● **Задание 1**: Измените часть отрывка о лагере в Нижнем Куренахе: приведите всё от слов "Обитателей Нижнего Куренаха" вплоть до слов "нарам, как саранча.", поставив "вещи" вместо "лохмотья".
● **Задание 2**: Какой номер присвоили рассказчику, судя по отрывку о лагере в Нижнем Куренахе?
● **Задание 3**: Продолжите отрывок о лагере в Нижнем Куренахе, начиная сразу после его последнего предложения.

==== Приведённый отрывок ====

Обитателей Нижнего Куренаха мучил педикулёз. Такого полчища вшей не видел даже в немецких лагерях. Особенно одолевали они летом. С паразитами боролись: в зоне лагеря была установлена железная камера, внутри которой температура достигала 140 градусов. По двенадцать часов в сутки пропускали через неё одежду заключённых. Минут через десять лохмотья возвращали и пару дней можно было жить спокойно. Заправлял всем этим хозяйством мой земляк из Глуска - Березовский, освоил он эту профессию в середине тридцатых, прибыв сюда с первой волной «кулаков». Пока одежда подвергалась термообработке, Березовский мазал головы узников санитарным квачом, керосином изгонял вшей. От вшей - язвы на ногах и тиф. Да ещё клопы по нарам, как саранча.

1949-й... Шла весенняя ростепель, на старых брёвнах тараканы устроили неспешный бег. Куренахцы подставляли солнышку худые плечи, грели спины. Врагов народа -заключённых по Пятьдесят Восьмой, так называемых политических - по одному вызывали к начальнику третьего отдела. Поступил приказ отделить политзаключённых от уголовников. Каждому вручалась жестянка с номером, её вешали на шею - с такой фашисты вели Зою Космодемьянскую на казнь. Но нам-то она зачем? Мне присвоили номер 4-955.

==== Имеющиеся данные ====

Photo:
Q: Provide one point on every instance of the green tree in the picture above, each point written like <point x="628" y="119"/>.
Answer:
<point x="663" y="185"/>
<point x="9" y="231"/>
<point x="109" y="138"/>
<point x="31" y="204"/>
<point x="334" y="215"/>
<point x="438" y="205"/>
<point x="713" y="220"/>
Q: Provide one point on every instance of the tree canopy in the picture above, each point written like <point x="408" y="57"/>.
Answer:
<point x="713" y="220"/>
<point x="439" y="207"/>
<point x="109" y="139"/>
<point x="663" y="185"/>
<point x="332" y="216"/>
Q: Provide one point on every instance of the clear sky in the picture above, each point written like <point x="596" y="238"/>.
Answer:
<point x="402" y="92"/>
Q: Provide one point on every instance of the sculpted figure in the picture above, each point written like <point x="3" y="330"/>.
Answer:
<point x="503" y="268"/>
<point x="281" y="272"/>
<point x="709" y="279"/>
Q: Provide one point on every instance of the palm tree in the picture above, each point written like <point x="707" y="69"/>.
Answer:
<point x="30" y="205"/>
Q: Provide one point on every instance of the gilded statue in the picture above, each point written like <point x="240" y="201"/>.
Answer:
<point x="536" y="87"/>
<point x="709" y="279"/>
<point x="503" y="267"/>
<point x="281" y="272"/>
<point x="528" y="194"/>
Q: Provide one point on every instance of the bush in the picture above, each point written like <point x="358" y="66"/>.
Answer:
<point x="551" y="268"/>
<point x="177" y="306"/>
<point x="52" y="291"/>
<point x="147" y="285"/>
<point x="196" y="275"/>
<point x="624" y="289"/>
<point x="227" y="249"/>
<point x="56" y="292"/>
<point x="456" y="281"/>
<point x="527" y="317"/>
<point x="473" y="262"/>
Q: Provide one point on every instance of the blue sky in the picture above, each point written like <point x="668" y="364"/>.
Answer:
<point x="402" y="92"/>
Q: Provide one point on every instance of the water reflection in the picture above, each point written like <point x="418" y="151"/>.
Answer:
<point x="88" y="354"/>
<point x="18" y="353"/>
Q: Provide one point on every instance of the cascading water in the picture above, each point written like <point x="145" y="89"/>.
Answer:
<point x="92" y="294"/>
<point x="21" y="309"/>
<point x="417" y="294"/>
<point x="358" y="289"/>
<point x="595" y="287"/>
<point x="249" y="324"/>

====

● **Письменный ответ 1**:
Обитателей Нижнего Куренаха мучил педикулёз. Такого полчища вшей не видел даже в немецких лагерях. Особенно одолевали они летом. С паразитами боролись: в зоне лагеря была установлена железная камера, внутри которой температура достигала 140 градусов. По двенадцать часов в сутки пропускали через неё одежду заключённых. Минут через десять вещи возвращали и пару дней можно было жить спокойно. Заправлял всем этим хозяйством мой земляк из Глуска - Березовский, освоил он эту профессию в середине тридцатых, прибыв сюда с первой волной «кулаков». Пока одежда подвергалась термообработке, Березовский мазал головы узников санитарным квачом, керосином изгонял вшей. От вшей - язвы на ногах и тиф. Да ещё клопы по нарам, как саранча.

● **Письменный ответ 2**: Номер 4-955.

● **Письменный ответ 3**:
К этапу готовили два дня. Рано утром забегали по баракам надзиратели, выкрикивая: «Петров, Хавкин, Финкельштейн, Иванов, Перетятько... На выход с вещами!» У проходной нас дожидался начальник третьего отдела старший лейтенант по кличке Третьяк. Старший надзиратель спрашивал у заключённого фамилию, имя, отчество, год рождения, статью и отправлял его в кузов, а дело передавал начальнику конвоя. Часа через два десять машин взяли курс на Алдан. Колонна остановилась у деревянного барака, переделанного под общежитие. Здесь нас накормили обедом, дали ужин. На ночь улеглись кто на голой койке, кто на полу. В Алдане я расстался с Мишаней и Алимом, знакомыми ещё по Потсдамской крытке. Три года делил с ними одну судьбу, привязались друг к другу, всё, о чём говорили, не попадало в чужие уши. Не оказалось на этапе и Володи Короткевича, художника из Белоруссии, моего земляка. У меня пропало настроение. Но что поделаешь, если нашими судьбами правят другие, они думают за нас, решают, как нам жить. Это они без

 

- 181 -

капли жалости слали нас под фашистские пули, а тех, кто выжил на фронте, добивали в тюрьмах и лагерях. Судьба раба - судьба скота. Каждую ночь молил я Всевышнего: «Боже, если ты есть, покарай палачей! Спаси невинных!» Только Бог справедлив, твердил я, он остановит бег преступного времени и сделает так, чтобы палачей народов России судили сами народы. Я верил в это.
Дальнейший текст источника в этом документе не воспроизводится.